Pick out each line in the stored data below that contains the word "road", and copy those lines in order.

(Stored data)
- - -

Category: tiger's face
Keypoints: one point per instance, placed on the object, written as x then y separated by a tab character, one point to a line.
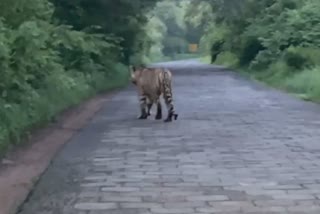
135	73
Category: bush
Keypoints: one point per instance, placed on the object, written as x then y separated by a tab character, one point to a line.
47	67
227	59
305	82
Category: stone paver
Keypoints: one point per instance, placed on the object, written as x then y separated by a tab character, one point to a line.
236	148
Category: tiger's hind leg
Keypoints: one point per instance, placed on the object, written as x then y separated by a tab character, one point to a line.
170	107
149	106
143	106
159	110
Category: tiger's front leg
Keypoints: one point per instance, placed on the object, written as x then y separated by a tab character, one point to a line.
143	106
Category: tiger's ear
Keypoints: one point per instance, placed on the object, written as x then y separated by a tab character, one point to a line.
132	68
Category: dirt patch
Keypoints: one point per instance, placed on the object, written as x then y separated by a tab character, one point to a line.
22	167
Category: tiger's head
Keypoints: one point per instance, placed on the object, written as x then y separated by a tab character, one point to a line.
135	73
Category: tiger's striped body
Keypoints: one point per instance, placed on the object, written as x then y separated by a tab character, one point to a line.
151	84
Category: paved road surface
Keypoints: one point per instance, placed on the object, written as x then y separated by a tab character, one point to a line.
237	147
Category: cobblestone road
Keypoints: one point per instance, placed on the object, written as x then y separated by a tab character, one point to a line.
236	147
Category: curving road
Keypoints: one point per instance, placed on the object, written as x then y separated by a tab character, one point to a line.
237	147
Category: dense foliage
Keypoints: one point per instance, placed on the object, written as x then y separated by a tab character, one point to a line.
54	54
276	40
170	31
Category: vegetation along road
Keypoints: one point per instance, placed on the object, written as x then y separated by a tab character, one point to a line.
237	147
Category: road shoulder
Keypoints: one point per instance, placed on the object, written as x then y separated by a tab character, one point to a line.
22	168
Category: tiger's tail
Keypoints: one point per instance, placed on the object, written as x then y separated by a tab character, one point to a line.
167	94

- - -

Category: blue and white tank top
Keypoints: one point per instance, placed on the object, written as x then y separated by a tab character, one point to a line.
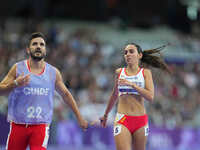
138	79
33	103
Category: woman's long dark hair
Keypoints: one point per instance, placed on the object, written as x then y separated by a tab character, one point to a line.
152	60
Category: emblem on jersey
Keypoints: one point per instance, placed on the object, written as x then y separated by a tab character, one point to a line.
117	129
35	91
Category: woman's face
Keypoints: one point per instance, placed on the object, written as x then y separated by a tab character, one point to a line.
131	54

- - -

§ Task answer:
Category: paved road surface
Category: cobblestone road
Category: curving road
Category: vegetation along road
Category: road shoulder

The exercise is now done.